Personal information
- Date of birth: 28 September 2005 (age 20)
- Place of birth: Vanløse, Denmark
- Height: 1.89 m (6 ft 2 in)
- Positions: Right winger; forward;

Team information
- Current team: TSG Hoffenheim
- Number: 14

Youth career
- FA 2000
- 0000–2018: KB
- 2018–2021: Copenhagen
- 2021–2022: AGF

Senior career*
- Years: Team / Apps / (Gls)
- 2022–2023: AGF / 9 / (0)
- 2023–2026: Red Bull Salzburg / 33 / (2)
- 2023–2024: → FC Liefering (loan) / 22 / (6)
- 2025–2026: → VfL Wolfsburg (loan) / 27 / (2)
- 2026–: TSG Hoffenheim / 4 / (2)

International career^{‡}
- 2023: Denmark U18 / 5 / (0)
- 2023–2024: Denmark U19 / 10 / (2)
- 2024–: Denmark U21 / 8 / (2)
- 2026–: Denmark / 3 / (0)

= Adam Daghim =

Danish footballer (born 2005)

Adam Daghim (آدم دغيم; born 28 September 2005) is a Danish professional footballer who plays as a right winger or forward for club TSG Hoffenheim and the Denmark national team. He is the younger brother of fellow professional footballer Ahmed Daghim.

==Early life==
Daghim was born on 28 September 2005 in Vanløse, a district of Copenhagen. His father is Palestinian and his mother is from Libya; his family is of Palestinian heritage, and he is eligible to represent Palestine at senior international level. He is the younger brother of professional footballer Ahmed Daghim, five years his senior and also a natural winger, who introduced him to organised football from an early age. Daghim has described having had his own "demons" early in his career, struggling when things did not go his way on the pitch, and cited his father's advice—"You won't go far if you don't conquer yourself"—as a guiding influence in overcoming them.

In 2021, his brother Ahmed suffered a cardiac episode and collapsed during a match while Adam was warming up for a youth fixture in Esbjerg. Learning of it ten minutes before kick-off, Adam chose to play the game, his side winning 2–1 with his two assists, before travelling to the hospital. He described his family's response as characteristically forward-looking: "We must not dwell too much in the past. We must always look forward."

==Club career==
===Youth career===
Both Daghim brothers began playing football together at FA 2000, a club in Frederiksberg. As Adam's talent became apparent the brothers progressed to KB, where training became more structured and competitive. He was subsequently recruited into the FC Copenhagen elite youth academy, where scouts were already familiar with the family through Ahmed's prior time at the club. His father and elder brother would compile video clips of his performances for the family to review together on the living room sofa, and Adam later credited his brother with repeatedly telling him that "with the right attitude and hard work, you can achieve incredible things". When he found his playing time limited in Copenhagen's first-year under-17 squad, it opened the opportunity to join AGF, and he relocated to Aarhus in 2021, moving into a dormitory near the club's training ground at Fredensvang.

__ENTRIES PROVIDED__
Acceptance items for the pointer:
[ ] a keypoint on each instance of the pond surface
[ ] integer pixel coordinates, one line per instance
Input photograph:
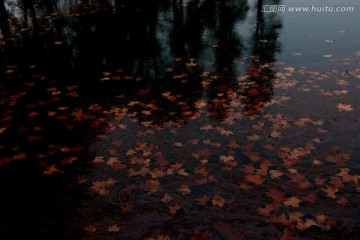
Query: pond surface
(179, 120)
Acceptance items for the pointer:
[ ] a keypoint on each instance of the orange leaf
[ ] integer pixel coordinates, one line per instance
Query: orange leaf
(174, 209)
(218, 201)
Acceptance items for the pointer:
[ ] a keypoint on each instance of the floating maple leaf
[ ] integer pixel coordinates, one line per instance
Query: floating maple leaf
(173, 209)
(292, 201)
(113, 228)
(218, 201)
(344, 107)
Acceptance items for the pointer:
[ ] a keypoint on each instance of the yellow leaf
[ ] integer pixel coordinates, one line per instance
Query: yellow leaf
(292, 201)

__DESCRIPTION OF THE TASK__
Repeat word for word the part of the Adam Daghim text above from "- Positions: Right" up to and including "Apps / (Gls)".

__OUTPUT BELOW__
- Positions: Right winger; forward;

Team information
- Current team: TSG Hoffenheim
- Number: 14

Youth career
- FA 2000
- 0000–2018: KB
- 2018–2021: Copenhagen
- 2021–2022: AGF

Senior career*
- Years: Team / Apps / (Gls)